[TEXTE À LIRE]
********
Les événements marquants en 2009 ont été plusieurs séminaires et tables-rondes, des visites préfectorales, l’inauguration du siège du parc, un contrôle de la Cour des comptes et la mission d’évaluation du Conseil général de l’environnement et du développement durable (CGEDD) en décembre 2009, dont le rapport préconise :
« la construction d’une stratégie scientifique, la mise en place du système d’information géographique, de faire du parc le pivot de l’action des pouvoirs publics en faveur du développement durable et de la protection des communes de l’intérieur par une collaboration renforcée avec les services de l’Etat et les collectivités. Il préconise aussi de faire évoluer le management vers le mode projet pour améliorer le pilotage et la coordination des travaux d’élaboration de la charte » (p. 2).
********
[CONSIGNE]
Poursuivez le texte sur les événements marquants de l'année 2009 pour le parc en reprenant après sa dernière phrase.
********
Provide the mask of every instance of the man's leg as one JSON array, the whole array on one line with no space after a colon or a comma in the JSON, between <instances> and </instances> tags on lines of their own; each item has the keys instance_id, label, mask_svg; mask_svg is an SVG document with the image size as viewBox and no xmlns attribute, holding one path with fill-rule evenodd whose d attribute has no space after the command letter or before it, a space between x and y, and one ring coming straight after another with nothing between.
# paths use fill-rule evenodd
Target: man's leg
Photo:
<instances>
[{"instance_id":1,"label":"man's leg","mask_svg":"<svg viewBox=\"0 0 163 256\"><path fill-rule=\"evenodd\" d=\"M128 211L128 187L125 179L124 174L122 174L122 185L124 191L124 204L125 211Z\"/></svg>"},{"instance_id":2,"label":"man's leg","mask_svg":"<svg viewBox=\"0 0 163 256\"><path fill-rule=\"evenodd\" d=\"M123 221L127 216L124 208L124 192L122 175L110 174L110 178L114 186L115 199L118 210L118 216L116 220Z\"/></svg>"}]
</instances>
********
[RÉSULTAT ATTENDU]
Ce même document vise deux éléments clés qui nourrissent parallèlement ma réflexion d’élu local de proximité :
- la mise en place des conseils d’habitants, « lieux de dialogue avec le territoire »
- l’expertise juridique des arrêtés en vigueur régissant la zone d’accès règlementé instaurée depuis 1970.
Enfin, le rapport d’activité est émaillé de prises de vue photographiques, exercice de communication externe sous forme de « cartes postales ».
Mais alors, rien sur les problématiques humaines qui visent les populations de nos communes. Est-il besoin de rappeler ici que toutes nos collectivités connaissent ou ont connu la présence, parfois fortement marquée, de peuples amérindiens, quelles que soient leurs origines ethniques et géographiques ?
Dans la liste des actions du Parc amazonien de Guyane, le rapport s’étend sur la lutte contre l’orpaillage illégal (titre 2 : « Surveillance du territoire »), la découverte de nouvelles espèces animales et végétales (titre 3 : « Connaissance et étude des milieux naturels »), la sensibilisation aux déchets (titre 4 : « Développement local du territoire »).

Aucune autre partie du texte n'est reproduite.